§ WHAT NEEDS TO BE DONE
Return the following lines of material word for word, starting at the line containing "Detect wooden shed." and ending at the line containing "77 354 122 408", with both of those lines included.

-- start of THE RECORDS --

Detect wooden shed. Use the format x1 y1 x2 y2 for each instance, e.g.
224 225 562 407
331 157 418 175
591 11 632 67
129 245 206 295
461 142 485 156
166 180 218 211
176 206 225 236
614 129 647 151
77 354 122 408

-- end of THE RECORDS --
-- start of THE RECORDS --

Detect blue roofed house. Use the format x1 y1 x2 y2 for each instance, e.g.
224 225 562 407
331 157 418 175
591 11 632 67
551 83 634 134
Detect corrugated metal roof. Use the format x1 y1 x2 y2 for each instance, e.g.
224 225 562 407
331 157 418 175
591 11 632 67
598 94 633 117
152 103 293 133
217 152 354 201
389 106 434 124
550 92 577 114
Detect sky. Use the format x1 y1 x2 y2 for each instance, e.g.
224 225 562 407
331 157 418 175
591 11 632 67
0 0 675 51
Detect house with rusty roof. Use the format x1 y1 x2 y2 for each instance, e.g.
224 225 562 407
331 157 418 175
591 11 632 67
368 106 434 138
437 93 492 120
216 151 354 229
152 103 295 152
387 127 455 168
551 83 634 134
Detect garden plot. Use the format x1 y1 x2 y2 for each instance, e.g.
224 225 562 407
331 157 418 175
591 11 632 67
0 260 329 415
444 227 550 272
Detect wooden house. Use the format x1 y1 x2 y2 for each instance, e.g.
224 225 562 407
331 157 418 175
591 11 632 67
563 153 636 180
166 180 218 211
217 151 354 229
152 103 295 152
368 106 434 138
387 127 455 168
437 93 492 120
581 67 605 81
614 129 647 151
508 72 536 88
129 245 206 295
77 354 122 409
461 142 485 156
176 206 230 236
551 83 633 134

-- end of THE RECORDS --

§ CORRECT OUTPUT
Detect wooden shed. Use the format x1 y1 x2 y2 for each instance, e.g.
224 225 562 407
331 157 418 175
591 11 632 67
129 245 206 295
461 142 485 156
166 180 218 211
176 206 225 236
614 129 647 151
77 354 122 408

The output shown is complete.